### Written exercise
Rewrite these records with "detector" swapped for "box finder" and everything else unchanged. Leave the pictures out of your answer.

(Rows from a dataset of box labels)
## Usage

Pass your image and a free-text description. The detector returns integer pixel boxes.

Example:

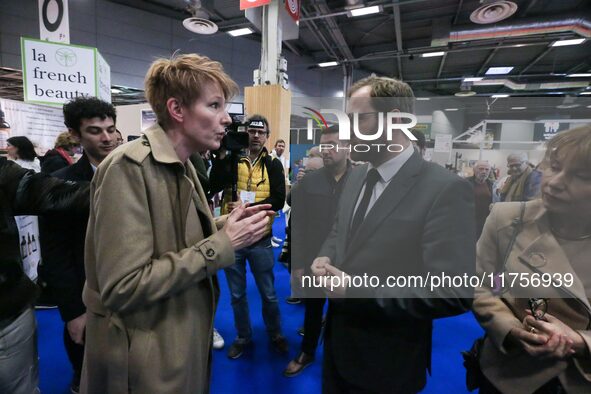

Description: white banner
[39,0,70,44]
[96,51,111,103]
[14,216,41,280]
[0,99,67,155]
[433,134,452,153]
[21,37,111,105]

### Answer
## Usage

Pass your image and a free-text description. The box finder returns integer pixel boxes.

Example:


Description: white banner
[39,0,70,44]
[96,51,111,103]
[14,216,41,280]
[0,99,67,155]
[433,134,452,153]
[21,37,111,105]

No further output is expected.